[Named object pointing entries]
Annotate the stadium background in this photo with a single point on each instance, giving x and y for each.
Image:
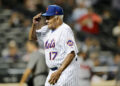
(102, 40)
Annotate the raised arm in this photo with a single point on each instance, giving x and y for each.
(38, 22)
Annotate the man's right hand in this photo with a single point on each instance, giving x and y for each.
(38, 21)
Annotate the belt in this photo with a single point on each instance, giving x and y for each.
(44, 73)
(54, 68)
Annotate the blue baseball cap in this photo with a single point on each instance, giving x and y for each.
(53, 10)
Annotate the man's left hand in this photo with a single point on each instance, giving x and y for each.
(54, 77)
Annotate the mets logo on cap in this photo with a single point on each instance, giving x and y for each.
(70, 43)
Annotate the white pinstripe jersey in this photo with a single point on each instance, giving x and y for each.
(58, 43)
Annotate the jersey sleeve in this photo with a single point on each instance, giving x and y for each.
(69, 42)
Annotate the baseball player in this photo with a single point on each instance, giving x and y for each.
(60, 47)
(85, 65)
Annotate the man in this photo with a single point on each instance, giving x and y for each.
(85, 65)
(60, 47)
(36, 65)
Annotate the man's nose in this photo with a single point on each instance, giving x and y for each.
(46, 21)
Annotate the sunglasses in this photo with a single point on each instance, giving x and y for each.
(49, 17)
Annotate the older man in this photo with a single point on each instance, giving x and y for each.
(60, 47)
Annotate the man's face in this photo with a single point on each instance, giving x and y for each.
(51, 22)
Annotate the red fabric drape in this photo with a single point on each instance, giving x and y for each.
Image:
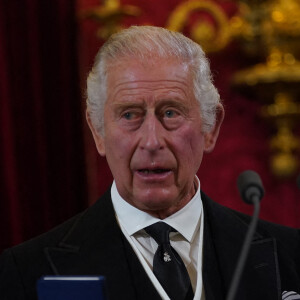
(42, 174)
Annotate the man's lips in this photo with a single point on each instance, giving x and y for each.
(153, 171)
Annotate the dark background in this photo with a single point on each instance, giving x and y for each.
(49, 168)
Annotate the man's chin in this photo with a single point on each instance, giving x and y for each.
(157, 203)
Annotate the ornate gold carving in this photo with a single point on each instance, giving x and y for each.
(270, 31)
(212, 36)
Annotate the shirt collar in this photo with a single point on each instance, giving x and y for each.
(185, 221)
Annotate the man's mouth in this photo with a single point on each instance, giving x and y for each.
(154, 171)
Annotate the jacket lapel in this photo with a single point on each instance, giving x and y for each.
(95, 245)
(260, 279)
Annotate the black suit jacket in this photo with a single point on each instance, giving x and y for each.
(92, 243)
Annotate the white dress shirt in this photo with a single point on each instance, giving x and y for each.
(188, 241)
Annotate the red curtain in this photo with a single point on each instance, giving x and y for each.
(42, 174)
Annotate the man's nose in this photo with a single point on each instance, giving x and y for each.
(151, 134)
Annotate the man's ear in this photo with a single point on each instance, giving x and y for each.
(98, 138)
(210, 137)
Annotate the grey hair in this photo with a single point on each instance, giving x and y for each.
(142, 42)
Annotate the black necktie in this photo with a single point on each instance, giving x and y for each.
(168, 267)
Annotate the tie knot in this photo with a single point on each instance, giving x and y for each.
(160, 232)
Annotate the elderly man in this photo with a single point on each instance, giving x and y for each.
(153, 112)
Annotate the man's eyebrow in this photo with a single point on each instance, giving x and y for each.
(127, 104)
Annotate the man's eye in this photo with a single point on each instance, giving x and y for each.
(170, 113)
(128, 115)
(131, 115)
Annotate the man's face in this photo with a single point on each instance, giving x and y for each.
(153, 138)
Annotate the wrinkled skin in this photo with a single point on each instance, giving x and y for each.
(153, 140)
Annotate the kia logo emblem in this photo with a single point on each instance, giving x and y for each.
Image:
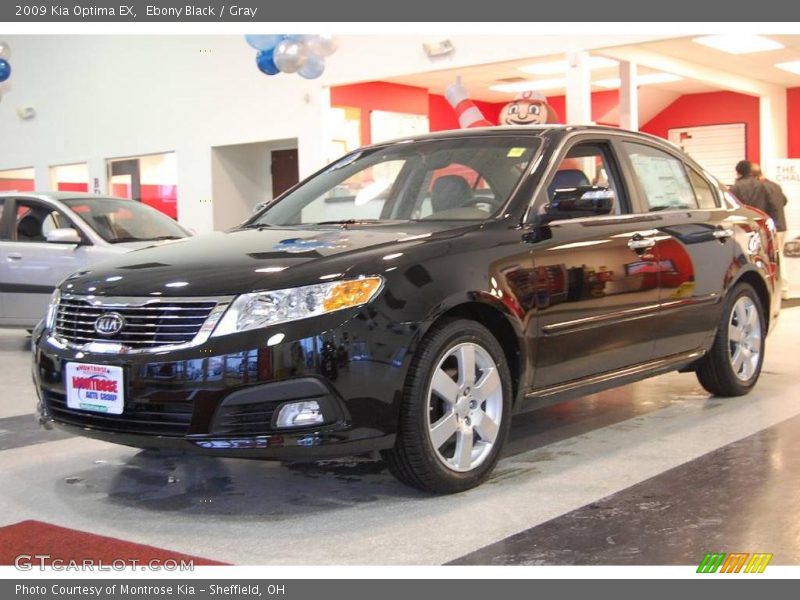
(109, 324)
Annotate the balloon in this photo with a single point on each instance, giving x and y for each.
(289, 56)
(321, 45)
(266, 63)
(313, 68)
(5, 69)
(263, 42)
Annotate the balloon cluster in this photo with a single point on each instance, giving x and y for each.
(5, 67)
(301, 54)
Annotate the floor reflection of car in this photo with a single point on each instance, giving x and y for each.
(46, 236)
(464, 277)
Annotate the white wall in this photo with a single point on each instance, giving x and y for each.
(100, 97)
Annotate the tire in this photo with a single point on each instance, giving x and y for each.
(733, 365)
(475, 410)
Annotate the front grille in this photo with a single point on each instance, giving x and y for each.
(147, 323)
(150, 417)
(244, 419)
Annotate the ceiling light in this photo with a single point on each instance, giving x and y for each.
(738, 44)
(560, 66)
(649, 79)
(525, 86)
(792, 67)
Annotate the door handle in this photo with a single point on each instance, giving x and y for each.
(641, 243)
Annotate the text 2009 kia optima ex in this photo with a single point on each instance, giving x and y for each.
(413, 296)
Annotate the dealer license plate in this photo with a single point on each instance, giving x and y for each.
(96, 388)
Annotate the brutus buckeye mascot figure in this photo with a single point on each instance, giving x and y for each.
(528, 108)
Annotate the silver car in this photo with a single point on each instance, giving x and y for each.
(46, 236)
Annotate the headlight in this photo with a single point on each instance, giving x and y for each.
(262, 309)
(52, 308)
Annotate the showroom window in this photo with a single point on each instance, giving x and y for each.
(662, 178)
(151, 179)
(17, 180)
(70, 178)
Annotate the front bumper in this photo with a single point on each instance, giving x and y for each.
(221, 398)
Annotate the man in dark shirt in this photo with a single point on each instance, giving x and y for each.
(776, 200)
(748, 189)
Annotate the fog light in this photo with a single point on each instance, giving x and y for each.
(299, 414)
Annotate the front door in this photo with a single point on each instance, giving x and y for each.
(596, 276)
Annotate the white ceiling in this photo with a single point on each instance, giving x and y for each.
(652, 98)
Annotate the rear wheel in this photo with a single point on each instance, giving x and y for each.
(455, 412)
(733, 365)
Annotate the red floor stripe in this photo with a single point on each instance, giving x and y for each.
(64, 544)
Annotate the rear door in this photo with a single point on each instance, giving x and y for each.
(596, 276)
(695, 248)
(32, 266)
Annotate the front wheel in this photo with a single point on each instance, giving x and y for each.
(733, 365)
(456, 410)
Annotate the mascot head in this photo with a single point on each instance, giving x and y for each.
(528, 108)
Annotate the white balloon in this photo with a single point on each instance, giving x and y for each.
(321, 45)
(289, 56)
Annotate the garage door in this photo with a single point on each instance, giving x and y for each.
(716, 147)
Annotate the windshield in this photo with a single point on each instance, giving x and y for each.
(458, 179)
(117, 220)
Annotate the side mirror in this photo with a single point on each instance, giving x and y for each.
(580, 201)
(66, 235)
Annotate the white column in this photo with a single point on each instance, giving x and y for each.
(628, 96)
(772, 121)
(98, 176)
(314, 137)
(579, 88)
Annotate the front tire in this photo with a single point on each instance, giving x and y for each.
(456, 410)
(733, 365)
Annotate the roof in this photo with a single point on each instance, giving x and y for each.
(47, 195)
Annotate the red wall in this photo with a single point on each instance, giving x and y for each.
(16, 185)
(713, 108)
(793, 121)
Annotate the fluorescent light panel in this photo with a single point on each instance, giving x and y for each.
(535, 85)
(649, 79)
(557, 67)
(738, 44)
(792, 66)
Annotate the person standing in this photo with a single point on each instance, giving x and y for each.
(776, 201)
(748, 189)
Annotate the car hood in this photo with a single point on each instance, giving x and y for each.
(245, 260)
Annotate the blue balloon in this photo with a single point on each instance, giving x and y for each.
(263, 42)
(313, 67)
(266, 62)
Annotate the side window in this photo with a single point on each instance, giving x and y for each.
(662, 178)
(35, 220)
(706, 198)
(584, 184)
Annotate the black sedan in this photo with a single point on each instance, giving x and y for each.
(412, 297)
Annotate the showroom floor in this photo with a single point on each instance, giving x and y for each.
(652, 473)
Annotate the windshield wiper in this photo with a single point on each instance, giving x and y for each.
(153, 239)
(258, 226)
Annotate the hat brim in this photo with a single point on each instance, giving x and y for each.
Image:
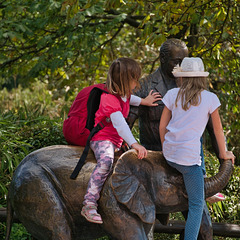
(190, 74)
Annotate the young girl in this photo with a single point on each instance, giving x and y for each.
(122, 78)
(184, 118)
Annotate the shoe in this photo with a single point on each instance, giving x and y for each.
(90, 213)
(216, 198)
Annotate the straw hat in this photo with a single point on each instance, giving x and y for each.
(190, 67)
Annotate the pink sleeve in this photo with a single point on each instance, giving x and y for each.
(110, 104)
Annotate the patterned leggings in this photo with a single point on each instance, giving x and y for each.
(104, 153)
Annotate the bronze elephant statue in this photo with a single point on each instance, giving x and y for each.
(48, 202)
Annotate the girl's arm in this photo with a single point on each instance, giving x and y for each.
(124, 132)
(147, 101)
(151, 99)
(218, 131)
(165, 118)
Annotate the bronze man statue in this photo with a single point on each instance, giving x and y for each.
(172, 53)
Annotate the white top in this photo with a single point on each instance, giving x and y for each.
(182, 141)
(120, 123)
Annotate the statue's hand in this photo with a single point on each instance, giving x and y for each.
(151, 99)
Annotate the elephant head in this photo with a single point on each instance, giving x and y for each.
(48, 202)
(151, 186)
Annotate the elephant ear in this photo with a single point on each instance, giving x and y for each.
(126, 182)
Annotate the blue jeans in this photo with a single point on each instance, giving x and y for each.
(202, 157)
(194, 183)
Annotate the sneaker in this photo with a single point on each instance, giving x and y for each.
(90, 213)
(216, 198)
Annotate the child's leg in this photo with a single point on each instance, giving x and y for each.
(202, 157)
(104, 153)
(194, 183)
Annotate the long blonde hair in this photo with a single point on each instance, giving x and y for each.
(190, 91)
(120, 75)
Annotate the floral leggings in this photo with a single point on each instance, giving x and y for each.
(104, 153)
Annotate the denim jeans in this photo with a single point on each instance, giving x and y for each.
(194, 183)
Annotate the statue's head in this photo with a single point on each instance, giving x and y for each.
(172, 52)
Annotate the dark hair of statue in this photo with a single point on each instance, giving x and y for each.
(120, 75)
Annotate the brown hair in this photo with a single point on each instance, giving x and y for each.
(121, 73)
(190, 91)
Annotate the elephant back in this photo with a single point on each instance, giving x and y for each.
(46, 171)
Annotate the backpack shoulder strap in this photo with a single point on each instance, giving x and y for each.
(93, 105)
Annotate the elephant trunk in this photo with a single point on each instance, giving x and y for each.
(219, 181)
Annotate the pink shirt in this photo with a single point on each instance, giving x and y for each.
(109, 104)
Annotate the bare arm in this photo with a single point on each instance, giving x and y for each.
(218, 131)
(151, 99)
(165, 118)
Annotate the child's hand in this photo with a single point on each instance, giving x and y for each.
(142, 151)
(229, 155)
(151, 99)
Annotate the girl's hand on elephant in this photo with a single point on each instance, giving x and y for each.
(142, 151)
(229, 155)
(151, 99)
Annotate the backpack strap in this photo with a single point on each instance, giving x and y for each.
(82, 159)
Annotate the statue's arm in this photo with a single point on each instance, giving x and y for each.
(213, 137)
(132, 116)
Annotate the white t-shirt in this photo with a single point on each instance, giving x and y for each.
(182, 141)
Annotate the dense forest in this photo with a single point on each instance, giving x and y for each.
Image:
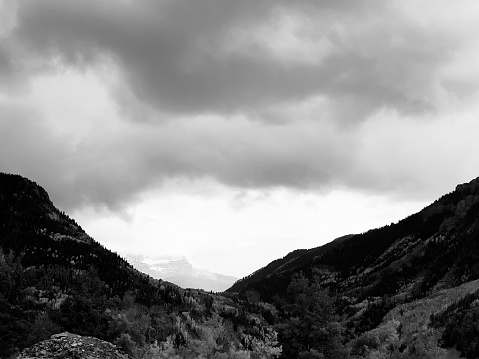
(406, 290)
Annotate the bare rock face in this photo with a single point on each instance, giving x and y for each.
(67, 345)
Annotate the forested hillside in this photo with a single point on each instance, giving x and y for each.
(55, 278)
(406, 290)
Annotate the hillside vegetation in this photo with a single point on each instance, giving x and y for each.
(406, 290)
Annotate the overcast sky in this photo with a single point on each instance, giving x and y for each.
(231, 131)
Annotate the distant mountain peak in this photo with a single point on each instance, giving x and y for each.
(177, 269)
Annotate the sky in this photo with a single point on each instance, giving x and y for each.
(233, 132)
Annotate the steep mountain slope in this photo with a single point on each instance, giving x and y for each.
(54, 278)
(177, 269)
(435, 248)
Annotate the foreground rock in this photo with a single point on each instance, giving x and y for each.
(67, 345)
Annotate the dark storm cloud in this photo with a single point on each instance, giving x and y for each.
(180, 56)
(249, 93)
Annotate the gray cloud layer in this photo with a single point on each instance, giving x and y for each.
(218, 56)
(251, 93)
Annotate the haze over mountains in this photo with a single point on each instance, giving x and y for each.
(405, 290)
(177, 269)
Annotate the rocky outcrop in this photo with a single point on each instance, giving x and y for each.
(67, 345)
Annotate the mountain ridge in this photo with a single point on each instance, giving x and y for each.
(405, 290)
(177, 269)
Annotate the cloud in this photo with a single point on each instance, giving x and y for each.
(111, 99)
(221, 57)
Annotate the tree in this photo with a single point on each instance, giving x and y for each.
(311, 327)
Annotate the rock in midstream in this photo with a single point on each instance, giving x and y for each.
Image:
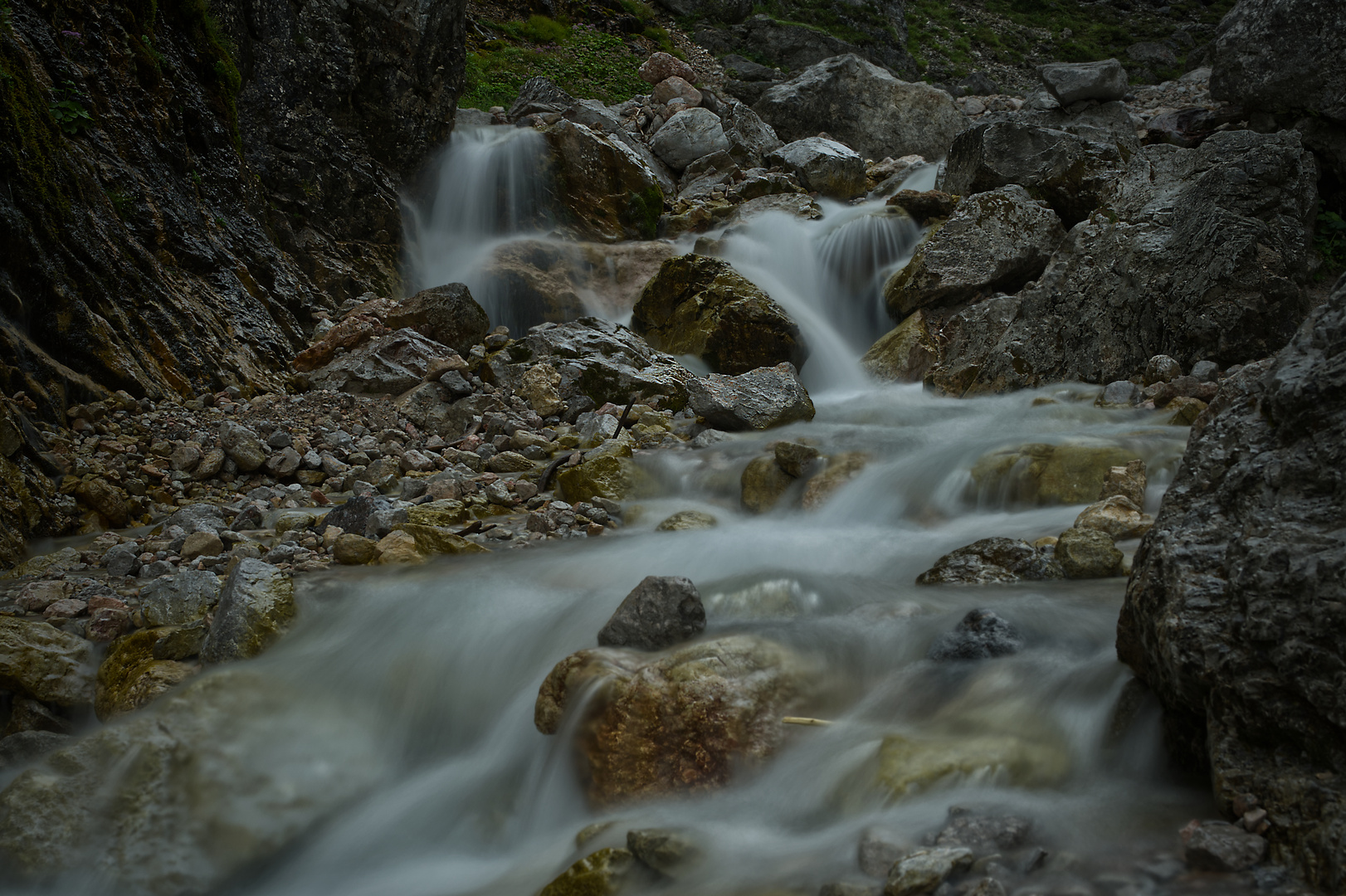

_Your instructions:_ Skip the pictures. Please copy exactly the lines from the one with "Annotate the rocky" through the final line of the material above, both ends included.

_Final answer:_
Annotate the rocky outcrop in this photo with a single point on each instance, giving x and y for each.
(67, 345)
Annotate the mountain ridge in this photo with a single point on each instance, giving x and y for each.
(405, 290)
(177, 269)
Annotate the cloud in this photo with a single point on each instance, giving x and y for each.
(111, 99)
(221, 57)
Annotate the tree in this photo with a single point on each instance, giving x and y for each.
(311, 327)
Annotate the rock in midstream in this photo with a single point on each instance, giving x and y for each.
Image:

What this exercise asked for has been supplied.